==== EXTRACT PROVIDED

1

I am writing a code to shuffle the edges of a graph according to the Configuration Model. In essence, two edges [(v1,v2) and (v3,v4)] are randomly chosen and swapped [yielding (v1,v3) and (v2,v4)] if

  • no self-edge is created [v1 is not v3, and v2 is not v4];
  • no multi-edge is created [the edges (v1,v3) and (v2,v4) did not already existed].

I wrote the following code to achieve this

// Instantiates an empty undirected graph.
typedef boost::adjacency_list< boost::setS,
                               boost::vecS,
                               boost::undirectedS > graph_t;
graph_t graph(9);

// Adds edges to the graph.
boost::add_edge(0, 1, graph);  boost::add_edge(0, 3, graph);
boost::add_edge(0, 5, graph);  boost::add_edge(0, 7, graph);
boost::add_edge(1, 2, graph);  boost::add_edge(2, 3, graph);
boost::add_edge(2, 4, graph);  boost::add_edge(4, 8, graph);
boost::add_edge(5, 7, graph);  boost::add_edge(5, 8, graph);
boost::add_edge(6, 7, graph);  boost::add_edge(7, 8, graph);

// Number of edges.

========
==== DATA EXCERPTS

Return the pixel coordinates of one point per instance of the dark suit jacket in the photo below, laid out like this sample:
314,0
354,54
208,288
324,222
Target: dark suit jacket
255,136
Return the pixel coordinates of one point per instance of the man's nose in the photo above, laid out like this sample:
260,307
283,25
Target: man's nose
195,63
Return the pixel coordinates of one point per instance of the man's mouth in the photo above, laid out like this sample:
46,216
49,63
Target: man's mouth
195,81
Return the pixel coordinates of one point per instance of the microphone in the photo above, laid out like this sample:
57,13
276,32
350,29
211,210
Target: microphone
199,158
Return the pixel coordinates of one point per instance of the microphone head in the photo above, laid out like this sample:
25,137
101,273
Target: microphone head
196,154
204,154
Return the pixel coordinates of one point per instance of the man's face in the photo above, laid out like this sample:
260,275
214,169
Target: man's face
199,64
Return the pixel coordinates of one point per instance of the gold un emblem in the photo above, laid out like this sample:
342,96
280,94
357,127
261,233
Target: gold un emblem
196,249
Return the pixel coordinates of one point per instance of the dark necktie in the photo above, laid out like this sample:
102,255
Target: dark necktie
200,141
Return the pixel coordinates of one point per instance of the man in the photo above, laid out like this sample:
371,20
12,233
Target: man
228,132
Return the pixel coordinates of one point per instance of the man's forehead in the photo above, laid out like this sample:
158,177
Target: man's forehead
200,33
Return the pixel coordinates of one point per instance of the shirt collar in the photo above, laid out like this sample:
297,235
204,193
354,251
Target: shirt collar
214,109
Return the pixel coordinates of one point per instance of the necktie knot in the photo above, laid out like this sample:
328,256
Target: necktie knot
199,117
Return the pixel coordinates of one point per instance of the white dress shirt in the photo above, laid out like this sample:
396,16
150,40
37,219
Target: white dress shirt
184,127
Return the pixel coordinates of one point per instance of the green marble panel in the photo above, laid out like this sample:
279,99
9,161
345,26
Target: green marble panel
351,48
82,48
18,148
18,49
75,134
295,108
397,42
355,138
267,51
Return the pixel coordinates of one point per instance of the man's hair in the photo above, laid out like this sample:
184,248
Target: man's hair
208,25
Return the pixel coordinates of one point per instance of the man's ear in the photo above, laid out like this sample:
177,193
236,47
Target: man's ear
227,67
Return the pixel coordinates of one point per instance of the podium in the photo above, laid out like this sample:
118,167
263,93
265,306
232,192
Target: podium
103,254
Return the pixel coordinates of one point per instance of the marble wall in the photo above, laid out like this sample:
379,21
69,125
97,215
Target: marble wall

========

REQUIRED ACTIONS:
- 1) Answer these about the post on shuffling graph edges:
(a) Which model does the shuffling of the edges follow?
(b) How many vertices does the graph start with?
(c) What kind of graph does the comment say is instantiated?
- 2) In the post on shuffling graph edges, write out the part from "boost::add_edge(0, 1, graph);" up to and including "Number of edges.", but change "Number of edges" to "Total edge count".
The records stand apart from the post on shuffling graph edges.

FULL ANSWERS:
- 1)
(a) The Configuration Model.
(b) 9.
(c) An empty undirected graph.

- 2)
boost::add_edge(0, 1, graph);  boost::add_edge(0, 3, graph);
boost::add_edge(0, 5, graph);  boost::add_edge(0, 7, graph);
boost::add_edge(1, 2, graph);  boost::add_edge(2, 3, graph);
boost::add_edge(2, 4, graph);  boost::add_edge(4, 8, graph);
boost::add_edge(5, 7, graph);  boost::add_edge(5, 8, graph);
boost::add_edge(6, 7, graph);  boost::add_edge(7, 8, graph);

// Total edge count.